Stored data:
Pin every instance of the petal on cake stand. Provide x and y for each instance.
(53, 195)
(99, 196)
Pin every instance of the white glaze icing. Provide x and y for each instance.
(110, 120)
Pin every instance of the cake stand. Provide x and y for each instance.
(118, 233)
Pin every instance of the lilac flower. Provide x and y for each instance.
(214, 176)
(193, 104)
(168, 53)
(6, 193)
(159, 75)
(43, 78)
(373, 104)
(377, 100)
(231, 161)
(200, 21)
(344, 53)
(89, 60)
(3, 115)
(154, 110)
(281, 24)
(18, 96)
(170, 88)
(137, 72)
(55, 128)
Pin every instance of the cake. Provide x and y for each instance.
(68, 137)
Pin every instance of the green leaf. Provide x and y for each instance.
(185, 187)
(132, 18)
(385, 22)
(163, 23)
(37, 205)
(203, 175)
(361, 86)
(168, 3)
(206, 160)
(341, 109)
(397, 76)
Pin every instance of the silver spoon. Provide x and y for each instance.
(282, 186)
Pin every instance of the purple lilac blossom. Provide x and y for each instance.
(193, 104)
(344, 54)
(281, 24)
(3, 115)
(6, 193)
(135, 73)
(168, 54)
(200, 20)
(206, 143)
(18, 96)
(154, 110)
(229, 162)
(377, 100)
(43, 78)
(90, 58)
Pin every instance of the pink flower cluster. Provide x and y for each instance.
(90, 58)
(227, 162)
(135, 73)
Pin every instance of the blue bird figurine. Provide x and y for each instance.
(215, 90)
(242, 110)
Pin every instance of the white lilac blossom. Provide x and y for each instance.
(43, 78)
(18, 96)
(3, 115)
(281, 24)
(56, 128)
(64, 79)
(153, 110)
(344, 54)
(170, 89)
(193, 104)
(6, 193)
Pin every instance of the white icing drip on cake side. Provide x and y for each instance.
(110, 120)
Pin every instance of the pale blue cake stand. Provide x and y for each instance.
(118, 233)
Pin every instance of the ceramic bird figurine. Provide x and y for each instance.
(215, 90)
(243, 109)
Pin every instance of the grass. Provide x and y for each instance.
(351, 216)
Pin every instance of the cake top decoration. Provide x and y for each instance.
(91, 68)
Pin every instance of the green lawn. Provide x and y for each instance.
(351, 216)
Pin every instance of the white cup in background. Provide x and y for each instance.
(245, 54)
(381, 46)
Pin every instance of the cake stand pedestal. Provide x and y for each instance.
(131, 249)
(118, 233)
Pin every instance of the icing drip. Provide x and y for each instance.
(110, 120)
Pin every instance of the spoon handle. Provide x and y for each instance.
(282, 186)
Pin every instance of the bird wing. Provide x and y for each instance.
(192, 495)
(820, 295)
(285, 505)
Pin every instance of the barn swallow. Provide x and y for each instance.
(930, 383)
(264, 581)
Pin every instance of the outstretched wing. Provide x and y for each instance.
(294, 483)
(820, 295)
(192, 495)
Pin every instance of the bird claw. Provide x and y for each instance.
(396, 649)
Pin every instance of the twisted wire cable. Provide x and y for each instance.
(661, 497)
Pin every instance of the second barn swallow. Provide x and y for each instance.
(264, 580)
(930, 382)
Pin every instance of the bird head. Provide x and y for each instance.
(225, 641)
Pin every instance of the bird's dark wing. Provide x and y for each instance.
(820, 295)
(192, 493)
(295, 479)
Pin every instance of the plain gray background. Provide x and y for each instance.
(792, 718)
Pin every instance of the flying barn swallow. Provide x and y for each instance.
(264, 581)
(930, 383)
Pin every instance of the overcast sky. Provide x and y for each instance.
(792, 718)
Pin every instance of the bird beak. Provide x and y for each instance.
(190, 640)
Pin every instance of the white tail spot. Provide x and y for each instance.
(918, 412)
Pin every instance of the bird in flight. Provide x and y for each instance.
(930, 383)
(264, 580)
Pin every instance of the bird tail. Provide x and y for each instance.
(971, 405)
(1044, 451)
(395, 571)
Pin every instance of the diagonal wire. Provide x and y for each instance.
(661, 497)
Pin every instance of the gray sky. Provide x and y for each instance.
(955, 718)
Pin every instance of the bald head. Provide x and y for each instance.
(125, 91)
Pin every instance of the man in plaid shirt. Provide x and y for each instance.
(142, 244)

» **WORK TO BE COMPLETED**
Nothing in the data should be altered; please repeat it exactly.

» **FINISHED TASK**
Pin every instance of the petal on cake stand. Provide x and y for each instance.
(53, 195)
(99, 196)
Pin every instance of the white glaze icing. Provide x and y for each instance.
(110, 120)
Pin every instance of the cake stand. Provide x and y for each instance.
(118, 233)
Pin every instance of the lilac flower. Provide x and y for each instance.
(214, 176)
(193, 104)
(168, 53)
(6, 193)
(159, 75)
(43, 78)
(373, 104)
(377, 100)
(231, 161)
(200, 21)
(344, 53)
(89, 60)
(3, 115)
(154, 110)
(281, 24)
(18, 96)
(170, 88)
(137, 72)
(55, 128)
Pin every instance of the cake. Provide x and y for each instance.
(68, 137)
Pin every instance of the green leaf. Provide x and y for each instance.
(185, 187)
(132, 18)
(385, 22)
(163, 23)
(37, 205)
(203, 175)
(361, 86)
(168, 3)
(206, 160)
(341, 109)
(397, 76)
Pin every instance of the silver spoon. Provide x and y for each instance.
(282, 186)
Pin every instance of the purple lilac blossom. Provide x and y for each instance.
(193, 104)
(344, 54)
(281, 24)
(3, 115)
(6, 193)
(135, 73)
(168, 54)
(200, 20)
(206, 143)
(18, 96)
(154, 110)
(229, 162)
(377, 100)
(43, 78)
(90, 58)
Pin every instance of the pink flower cluster. Provide x and y for each instance.
(90, 58)
(227, 162)
(135, 73)
Pin every instance of the blue bird figurine. Provide x and y for each instance.
(215, 90)
(242, 110)
Pin every instance of the white lilac blossom. Provide x and y for each instance.
(43, 78)
(18, 96)
(3, 115)
(281, 24)
(56, 128)
(64, 79)
(153, 110)
(344, 54)
(170, 89)
(193, 104)
(6, 193)
Pin every instance of the white icing drip on cake side. Provide x and y for each instance.
(110, 120)
Pin every instance of the pale blue cake stand. Provide x and y for each instance.
(118, 233)
Pin every instance of the ceramic bird figurine. Provide x and y for each instance.
(215, 90)
(243, 109)
Pin every instance of the grass. Provide x and y for each instance.
(351, 216)
Pin every instance of the cake top decoration. Provide x and y for each instance.
(91, 68)
Pin every instance of the green lawn. Provide x and y for each instance.
(351, 216)
Pin every instance of the white cup in background. Provide x and y for each instance.
(245, 54)
(381, 46)
Pin every instance of the cake stand pedestal. Provide x and y for each instance.
(131, 249)
(118, 233)
Pin every instance of the icing drip. Provide x and y for each instance.
(110, 120)
Pin every instance of the spoon handle. Provide x and y for each instance.
(282, 186)
Pin every instance of the bird wing. Provide x and y for each instance.
(192, 495)
(820, 295)
(285, 505)
Pin every instance of the barn swallow. Provide x and y for each instance.
(930, 383)
(264, 581)
Pin every instance of the outstretched wing. Provide x and y for each instance.
(294, 483)
(820, 295)
(192, 495)
Pin every instance of the bird claw. Provide x and y for each instance.
(396, 649)
Pin every instance of the twisted wire cable. Provide x and y for each instance.
(661, 497)
Pin every instance of the second barn swallow. Provide x and y for each instance.
(264, 580)
(930, 382)
Pin every instance of the bird head. Provide x and y for each instance.
(225, 641)
Pin every instance of the bird's dark wing. Provide x and y for each instance.
(820, 295)
(192, 493)
(295, 479)
Pin every instance of the plain gray background. Provide x and y for each instance.
(792, 718)
Pin every instance of the flying barn swallow. Provide x and y for each instance.
(264, 581)
(930, 383)
Pin every instance of the overcast sky. Provide x and y for each instance.
(792, 718)
Pin every instance of the bird beak. Provide x and y for each instance.
(190, 640)
Pin every instance of the white tail spot. Provide x and y for each instance.
(918, 412)
Pin every instance of the bird in flight. Provide x and y for each instance.
(930, 383)
(264, 580)
Pin every instance of the bird tail. Provide x and y for each instance.
(971, 405)
(1044, 451)
(395, 571)
Pin every instance of the diagonal wire. Provide x and y for each instance.
(661, 497)
Pin every instance of the gray sky. Provide x and y for each instance.
(955, 718)
Pin every instance of the bald head. Provide x and y for each instance.
(125, 91)
Pin every instance of the man in plaid shirt. Provide x and y for each instance.
(142, 244)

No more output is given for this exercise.